Prompt.
Copy all of the rows below, requests included, leaving out the pictures. In each answer, multiply every x and y coordinate by 1.1 and round to the nearest whole number, with halves rounded up.

Input records.

________________

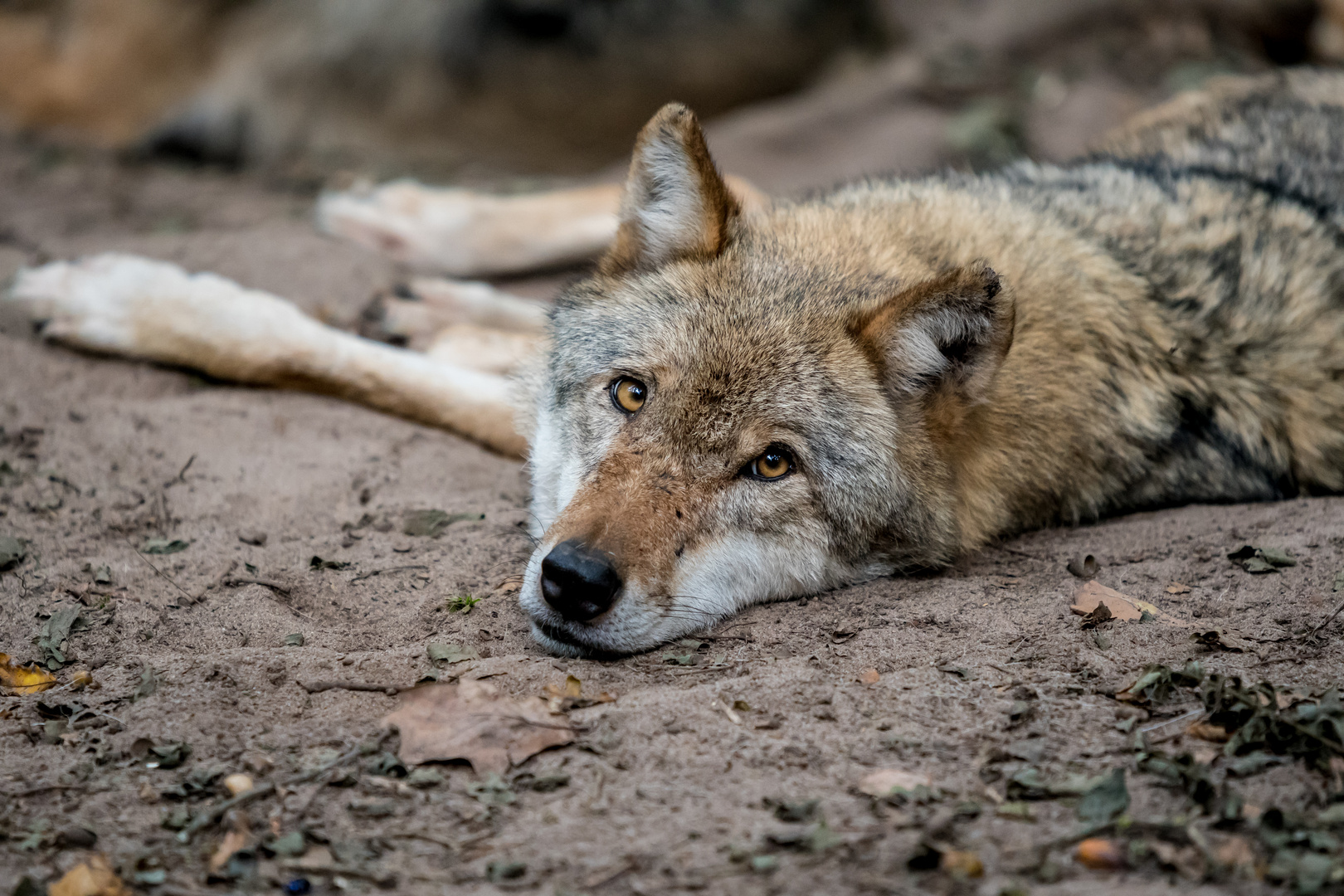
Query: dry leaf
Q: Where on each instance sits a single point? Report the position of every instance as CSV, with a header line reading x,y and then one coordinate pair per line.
x,y
93,878
474,720
1083,568
238,783
1099,853
888,781
19,680
1238,855
1122,607
233,841
1205,731
960,863
509,587
1220,640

________________

Written response.
Query: dry leaf
Q: Where on each instance sits a single point? Report the position of every instance as CSV, with a header line reading x,y and then one coordinate pair per line.
x,y
102,966
521,792
1191,625
262,861
1209,938
977,859
21,748
1362,941
1234,668
256,925
1326,804
1056,949
560,646
1342,704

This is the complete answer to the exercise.